● **DIRECTIONS FOR THIS TASK**
Where the records below show the word "tree" in a line, please copy that line.

TASK INPUTS Block Start

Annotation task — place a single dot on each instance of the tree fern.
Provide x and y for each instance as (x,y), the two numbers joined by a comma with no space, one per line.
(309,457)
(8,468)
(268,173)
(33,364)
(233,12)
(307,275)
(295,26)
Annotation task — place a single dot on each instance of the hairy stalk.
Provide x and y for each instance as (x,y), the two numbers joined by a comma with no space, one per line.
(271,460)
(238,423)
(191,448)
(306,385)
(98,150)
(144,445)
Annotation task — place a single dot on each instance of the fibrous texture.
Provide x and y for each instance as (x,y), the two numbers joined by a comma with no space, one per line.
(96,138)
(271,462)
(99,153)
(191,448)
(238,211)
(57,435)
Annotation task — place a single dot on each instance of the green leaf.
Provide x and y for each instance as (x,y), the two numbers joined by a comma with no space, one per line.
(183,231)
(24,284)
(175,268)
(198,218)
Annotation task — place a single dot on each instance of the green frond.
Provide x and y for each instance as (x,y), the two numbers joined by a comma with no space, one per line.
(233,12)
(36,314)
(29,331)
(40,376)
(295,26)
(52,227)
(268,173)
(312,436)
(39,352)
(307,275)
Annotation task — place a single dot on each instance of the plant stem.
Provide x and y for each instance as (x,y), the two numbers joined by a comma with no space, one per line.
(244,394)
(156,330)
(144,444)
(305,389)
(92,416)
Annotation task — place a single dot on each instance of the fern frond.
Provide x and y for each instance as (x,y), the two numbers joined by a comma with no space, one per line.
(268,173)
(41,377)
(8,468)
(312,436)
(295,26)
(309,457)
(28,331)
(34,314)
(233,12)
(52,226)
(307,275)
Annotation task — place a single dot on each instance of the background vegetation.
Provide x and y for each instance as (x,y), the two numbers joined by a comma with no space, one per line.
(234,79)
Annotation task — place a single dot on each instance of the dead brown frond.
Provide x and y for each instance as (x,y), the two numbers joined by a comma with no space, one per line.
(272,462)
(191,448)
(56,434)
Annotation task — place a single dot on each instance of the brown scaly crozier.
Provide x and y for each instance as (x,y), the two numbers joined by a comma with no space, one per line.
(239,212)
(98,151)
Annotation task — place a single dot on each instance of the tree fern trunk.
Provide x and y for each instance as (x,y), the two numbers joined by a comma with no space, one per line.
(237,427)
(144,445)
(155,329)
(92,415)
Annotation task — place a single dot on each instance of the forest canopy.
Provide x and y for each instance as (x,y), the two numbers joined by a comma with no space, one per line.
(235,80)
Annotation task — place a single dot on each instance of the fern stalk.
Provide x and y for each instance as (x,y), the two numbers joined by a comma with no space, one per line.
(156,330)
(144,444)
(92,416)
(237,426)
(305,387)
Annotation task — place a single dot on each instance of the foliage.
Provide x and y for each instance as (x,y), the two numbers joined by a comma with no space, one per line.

TASK INPUTS Block End

● **RESULT BELOW**
Annotation task — place a single dot on each instance of the tree fern.
Annotation task — place a single dot on each instance of the tree fern trunk.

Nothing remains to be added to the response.